** Direction **
Rewrite the records from the start through the line containing "(1224, 300)", swapping "boulder" for "large stone" and leaving everything else unchanged.

-- Start of Data for this task --

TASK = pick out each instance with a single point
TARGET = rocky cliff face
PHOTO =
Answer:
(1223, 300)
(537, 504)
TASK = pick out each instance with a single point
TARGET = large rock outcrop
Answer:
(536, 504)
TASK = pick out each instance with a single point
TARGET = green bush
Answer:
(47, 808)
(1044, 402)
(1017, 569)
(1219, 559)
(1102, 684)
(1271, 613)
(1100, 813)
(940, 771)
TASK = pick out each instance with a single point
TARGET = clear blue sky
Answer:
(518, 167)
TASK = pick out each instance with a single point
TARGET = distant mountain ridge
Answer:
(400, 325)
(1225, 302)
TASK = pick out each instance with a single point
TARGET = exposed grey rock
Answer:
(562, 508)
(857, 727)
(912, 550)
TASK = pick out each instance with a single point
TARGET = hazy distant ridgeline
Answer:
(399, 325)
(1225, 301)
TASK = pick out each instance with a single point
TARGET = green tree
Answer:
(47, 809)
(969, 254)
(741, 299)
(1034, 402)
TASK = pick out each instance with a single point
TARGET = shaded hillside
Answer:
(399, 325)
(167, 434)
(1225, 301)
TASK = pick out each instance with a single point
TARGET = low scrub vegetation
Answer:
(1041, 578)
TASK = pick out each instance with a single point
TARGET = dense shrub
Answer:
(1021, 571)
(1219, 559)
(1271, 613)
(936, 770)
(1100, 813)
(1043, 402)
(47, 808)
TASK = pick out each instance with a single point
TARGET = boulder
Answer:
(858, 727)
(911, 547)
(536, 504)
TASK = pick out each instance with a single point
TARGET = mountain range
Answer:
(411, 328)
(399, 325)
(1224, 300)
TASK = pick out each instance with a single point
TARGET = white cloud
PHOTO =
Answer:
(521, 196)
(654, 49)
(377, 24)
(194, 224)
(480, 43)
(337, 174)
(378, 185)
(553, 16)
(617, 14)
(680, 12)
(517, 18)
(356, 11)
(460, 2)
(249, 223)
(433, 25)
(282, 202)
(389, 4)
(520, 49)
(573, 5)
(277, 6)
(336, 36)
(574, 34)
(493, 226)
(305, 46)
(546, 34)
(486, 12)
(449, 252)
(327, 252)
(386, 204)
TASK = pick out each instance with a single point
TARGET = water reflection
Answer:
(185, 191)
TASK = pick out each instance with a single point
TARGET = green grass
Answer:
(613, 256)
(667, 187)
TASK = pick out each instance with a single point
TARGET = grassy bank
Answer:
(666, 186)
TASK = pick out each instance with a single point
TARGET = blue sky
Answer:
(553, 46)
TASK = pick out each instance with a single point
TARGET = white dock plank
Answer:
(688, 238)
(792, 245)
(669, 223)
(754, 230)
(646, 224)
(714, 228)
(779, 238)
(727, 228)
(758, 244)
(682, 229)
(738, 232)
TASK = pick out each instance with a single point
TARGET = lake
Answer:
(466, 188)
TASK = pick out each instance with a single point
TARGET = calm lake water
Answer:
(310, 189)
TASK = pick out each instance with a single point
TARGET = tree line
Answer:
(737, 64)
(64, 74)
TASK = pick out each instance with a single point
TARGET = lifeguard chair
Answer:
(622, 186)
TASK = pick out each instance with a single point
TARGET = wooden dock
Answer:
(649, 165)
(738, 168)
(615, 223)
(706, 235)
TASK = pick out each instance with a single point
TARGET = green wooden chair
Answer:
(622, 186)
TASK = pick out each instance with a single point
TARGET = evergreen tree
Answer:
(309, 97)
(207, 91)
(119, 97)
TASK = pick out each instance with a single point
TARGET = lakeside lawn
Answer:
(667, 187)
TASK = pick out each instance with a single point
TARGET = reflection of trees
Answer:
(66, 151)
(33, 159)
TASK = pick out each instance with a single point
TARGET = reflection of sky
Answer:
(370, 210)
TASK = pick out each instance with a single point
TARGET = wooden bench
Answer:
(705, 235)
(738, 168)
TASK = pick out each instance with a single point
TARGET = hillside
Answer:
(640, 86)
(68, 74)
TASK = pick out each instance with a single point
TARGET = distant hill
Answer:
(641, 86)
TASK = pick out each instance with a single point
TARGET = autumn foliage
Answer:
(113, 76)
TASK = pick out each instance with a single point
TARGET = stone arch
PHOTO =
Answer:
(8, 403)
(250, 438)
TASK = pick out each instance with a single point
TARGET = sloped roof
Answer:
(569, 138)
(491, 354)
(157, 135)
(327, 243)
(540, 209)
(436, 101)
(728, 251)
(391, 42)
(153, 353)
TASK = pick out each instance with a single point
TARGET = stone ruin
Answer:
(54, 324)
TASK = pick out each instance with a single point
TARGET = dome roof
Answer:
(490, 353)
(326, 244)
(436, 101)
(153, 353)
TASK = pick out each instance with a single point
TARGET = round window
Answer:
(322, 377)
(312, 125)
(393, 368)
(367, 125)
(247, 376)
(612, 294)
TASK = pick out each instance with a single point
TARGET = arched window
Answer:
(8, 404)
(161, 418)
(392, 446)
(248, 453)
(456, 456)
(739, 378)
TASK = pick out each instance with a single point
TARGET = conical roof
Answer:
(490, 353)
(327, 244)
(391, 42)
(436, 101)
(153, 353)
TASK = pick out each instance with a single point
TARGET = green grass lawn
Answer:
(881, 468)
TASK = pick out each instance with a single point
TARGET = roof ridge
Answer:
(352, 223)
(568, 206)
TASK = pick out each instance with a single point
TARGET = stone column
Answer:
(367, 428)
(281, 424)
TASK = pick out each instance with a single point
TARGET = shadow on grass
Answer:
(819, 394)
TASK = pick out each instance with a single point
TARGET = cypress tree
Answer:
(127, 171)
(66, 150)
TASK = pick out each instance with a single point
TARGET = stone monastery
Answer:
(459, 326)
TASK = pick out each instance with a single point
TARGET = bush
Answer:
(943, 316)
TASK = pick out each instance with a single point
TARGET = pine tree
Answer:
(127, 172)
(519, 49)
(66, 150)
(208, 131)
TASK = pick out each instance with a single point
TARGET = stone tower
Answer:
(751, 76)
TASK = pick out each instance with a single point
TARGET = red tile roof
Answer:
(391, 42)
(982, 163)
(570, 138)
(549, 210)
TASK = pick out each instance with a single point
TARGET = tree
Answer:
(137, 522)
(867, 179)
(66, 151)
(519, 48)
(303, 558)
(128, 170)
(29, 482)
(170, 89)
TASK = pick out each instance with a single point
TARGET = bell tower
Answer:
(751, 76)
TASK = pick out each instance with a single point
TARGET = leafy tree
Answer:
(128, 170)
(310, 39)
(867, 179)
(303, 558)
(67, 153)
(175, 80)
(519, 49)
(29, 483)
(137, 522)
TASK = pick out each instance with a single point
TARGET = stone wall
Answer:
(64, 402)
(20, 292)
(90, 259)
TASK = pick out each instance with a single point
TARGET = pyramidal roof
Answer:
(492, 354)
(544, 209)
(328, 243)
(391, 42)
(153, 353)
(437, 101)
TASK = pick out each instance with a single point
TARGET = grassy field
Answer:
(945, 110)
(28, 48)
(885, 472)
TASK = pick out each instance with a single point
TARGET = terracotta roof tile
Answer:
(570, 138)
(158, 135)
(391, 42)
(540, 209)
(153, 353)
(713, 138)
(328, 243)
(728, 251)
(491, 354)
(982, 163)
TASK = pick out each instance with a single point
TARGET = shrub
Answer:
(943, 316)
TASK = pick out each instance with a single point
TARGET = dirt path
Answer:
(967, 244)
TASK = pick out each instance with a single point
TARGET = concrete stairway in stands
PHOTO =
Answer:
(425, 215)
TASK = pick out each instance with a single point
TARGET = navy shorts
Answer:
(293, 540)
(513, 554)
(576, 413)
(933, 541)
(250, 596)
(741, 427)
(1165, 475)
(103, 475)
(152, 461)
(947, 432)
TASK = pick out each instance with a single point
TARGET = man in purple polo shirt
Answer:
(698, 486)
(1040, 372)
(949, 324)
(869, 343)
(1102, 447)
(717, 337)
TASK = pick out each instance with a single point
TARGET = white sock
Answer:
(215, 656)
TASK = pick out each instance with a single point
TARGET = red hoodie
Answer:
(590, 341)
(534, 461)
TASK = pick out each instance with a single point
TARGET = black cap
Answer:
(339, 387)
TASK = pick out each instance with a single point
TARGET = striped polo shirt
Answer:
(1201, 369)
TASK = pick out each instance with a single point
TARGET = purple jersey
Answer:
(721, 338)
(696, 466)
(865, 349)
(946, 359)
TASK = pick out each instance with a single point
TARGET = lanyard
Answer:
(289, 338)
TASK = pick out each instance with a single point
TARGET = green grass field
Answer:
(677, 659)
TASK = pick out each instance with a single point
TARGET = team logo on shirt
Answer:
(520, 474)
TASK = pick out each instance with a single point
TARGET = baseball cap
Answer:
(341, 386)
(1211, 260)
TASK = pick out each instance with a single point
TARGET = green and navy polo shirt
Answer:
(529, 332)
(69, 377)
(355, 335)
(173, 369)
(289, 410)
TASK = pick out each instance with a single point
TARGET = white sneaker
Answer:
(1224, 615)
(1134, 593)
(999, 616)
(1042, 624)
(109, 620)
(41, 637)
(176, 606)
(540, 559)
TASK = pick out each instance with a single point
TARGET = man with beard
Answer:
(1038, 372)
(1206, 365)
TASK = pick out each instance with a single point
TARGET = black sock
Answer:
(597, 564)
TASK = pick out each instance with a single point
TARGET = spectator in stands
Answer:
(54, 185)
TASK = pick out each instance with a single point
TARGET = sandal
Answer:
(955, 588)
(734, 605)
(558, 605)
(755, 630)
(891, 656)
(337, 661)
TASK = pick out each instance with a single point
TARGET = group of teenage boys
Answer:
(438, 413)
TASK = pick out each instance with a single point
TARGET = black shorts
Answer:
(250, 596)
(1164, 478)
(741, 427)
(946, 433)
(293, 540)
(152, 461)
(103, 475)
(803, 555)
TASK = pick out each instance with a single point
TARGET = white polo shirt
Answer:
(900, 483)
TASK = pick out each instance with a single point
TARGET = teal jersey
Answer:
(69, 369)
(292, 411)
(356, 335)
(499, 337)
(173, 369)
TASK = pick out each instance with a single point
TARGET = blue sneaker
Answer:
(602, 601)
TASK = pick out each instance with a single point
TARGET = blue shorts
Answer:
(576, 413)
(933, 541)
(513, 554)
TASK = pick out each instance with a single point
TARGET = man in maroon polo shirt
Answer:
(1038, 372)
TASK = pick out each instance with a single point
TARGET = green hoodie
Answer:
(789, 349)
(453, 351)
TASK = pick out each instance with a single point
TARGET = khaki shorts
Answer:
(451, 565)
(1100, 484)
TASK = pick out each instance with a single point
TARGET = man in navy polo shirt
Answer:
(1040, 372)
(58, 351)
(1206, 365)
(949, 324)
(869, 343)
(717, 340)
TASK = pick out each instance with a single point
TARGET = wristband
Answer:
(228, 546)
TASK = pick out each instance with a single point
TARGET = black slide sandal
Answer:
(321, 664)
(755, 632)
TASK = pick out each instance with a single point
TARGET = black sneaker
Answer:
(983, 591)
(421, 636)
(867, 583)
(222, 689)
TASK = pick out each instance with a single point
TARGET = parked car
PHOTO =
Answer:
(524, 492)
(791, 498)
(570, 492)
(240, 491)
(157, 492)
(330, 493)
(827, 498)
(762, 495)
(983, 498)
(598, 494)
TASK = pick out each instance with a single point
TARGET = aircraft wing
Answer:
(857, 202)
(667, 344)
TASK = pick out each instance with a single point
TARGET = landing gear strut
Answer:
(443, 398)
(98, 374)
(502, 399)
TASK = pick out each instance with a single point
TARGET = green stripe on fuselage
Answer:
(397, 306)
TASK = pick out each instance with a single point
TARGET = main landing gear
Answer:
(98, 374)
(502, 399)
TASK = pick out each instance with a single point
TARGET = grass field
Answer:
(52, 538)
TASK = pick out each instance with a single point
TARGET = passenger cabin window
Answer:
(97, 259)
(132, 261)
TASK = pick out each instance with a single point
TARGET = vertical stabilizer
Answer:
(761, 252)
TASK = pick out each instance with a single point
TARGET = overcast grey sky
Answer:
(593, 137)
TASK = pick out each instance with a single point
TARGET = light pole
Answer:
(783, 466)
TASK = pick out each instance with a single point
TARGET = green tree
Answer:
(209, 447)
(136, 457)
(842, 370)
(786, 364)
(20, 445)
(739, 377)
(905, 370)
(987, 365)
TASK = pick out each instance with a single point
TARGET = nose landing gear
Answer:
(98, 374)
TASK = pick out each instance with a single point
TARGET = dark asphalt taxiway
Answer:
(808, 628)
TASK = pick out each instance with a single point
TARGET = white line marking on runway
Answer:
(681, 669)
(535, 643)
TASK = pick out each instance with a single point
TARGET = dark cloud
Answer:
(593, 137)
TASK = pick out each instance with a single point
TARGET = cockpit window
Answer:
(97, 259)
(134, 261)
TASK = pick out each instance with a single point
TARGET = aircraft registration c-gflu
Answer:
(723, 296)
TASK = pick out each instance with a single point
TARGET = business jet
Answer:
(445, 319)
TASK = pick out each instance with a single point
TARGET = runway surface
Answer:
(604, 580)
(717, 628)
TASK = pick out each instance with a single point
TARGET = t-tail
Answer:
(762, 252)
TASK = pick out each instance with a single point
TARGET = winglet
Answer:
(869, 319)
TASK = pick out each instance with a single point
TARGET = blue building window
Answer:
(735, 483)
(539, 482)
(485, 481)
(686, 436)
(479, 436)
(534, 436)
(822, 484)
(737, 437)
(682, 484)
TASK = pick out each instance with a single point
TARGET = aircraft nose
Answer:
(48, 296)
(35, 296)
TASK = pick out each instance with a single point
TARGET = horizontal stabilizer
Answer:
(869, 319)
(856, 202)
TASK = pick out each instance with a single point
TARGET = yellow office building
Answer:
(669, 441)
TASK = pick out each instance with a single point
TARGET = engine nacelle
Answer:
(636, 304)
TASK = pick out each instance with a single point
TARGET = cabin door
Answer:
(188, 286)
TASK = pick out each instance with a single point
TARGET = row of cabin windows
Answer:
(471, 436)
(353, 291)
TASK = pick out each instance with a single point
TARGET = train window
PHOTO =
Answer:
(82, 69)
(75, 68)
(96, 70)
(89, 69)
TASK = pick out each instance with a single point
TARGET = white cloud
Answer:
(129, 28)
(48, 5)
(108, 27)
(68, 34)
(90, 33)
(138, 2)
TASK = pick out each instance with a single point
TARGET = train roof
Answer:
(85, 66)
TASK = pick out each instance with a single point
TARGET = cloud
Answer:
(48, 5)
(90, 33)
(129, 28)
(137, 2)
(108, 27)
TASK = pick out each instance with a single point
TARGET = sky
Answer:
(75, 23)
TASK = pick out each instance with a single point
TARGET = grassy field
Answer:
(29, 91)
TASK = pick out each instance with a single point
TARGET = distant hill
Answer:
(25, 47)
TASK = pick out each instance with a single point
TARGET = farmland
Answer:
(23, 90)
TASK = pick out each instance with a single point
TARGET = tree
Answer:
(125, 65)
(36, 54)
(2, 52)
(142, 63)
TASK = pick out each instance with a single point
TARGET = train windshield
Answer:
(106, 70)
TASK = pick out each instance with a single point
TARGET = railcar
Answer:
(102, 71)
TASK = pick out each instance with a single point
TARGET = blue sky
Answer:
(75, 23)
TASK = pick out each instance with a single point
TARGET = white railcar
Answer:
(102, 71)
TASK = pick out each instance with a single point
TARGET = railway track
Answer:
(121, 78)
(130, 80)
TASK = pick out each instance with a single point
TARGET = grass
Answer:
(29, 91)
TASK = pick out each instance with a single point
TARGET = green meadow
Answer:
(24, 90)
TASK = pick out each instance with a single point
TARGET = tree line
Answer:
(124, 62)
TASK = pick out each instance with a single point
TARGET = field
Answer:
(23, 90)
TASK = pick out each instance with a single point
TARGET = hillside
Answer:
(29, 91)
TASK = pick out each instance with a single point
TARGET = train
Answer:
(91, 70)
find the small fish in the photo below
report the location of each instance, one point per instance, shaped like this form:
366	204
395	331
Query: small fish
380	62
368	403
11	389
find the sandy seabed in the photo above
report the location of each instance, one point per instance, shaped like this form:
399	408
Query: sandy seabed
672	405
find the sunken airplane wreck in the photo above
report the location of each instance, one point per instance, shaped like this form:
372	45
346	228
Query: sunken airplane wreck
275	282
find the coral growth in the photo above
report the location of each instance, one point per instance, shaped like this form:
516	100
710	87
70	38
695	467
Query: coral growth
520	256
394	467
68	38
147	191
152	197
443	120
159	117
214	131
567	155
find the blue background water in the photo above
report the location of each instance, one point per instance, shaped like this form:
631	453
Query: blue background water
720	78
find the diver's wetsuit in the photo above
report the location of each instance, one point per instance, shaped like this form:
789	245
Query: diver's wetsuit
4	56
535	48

-- End of Data for this task --

** The output **
TASK = pick out each instance with a single point
TARGET = rocky cliff face
PHOTO =
Answer:
(1223, 300)
(537, 504)
TASK = pick out each instance with a single point
TARGET = large rock outcrop
Answer:
(536, 504)
TASK = pick out each instance with a single point
TARGET = green bush
Answer:
(47, 808)
(1044, 402)
(1017, 569)
(1219, 559)
(1102, 684)
(1271, 613)
(1100, 813)
(940, 771)
TASK = pick out each instance with a single point
TARGET = clear blue sky
Answer:
(518, 167)
TASK = pick out each instance with a single point
TARGET = distant mountain ridge
Answer:
(400, 325)
(1225, 302)
TASK = pick out each instance with a single point
TARGET = exposed grey rock
Answer:
(562, 508)
(857, 727)
(912, 550)
TASK = pick out each instance with a single point
TARGET = hazy distant ridgeline
Answer:
(399, 325)
(1225, 301)
TASK = pick out each instance with a single point
TARGET = green tree
Answer:
(47, 809)
(969, 254)
(741, 299)
(1034, 402)
TASK = pick out each instance with a single point
TARGET = shaded hillside
Answer:
(399, 325)
(167, 434)
(1225, 301)
TASK = pick out each instance with a single point
TARGET = low scrub vegetation
Answer:
(1041, 578)
TASK = pick out each instance with a single point
TARGET = dense shrub
Answer:
(1021, 571)
(1219, 559)
(1271, 613)
(936, 770)
(1100, 813)
(1043, 402)
(47, 808)
TASK = pick out each instance with a single point
TARGET = large stone
Answer:
(858, 727)
(911, 547)
(536, 504)
TASK = pick out each instance with a single point
TARGET = mountain range
Answer:
(411, 328)
(399, 325)
(1224, 300)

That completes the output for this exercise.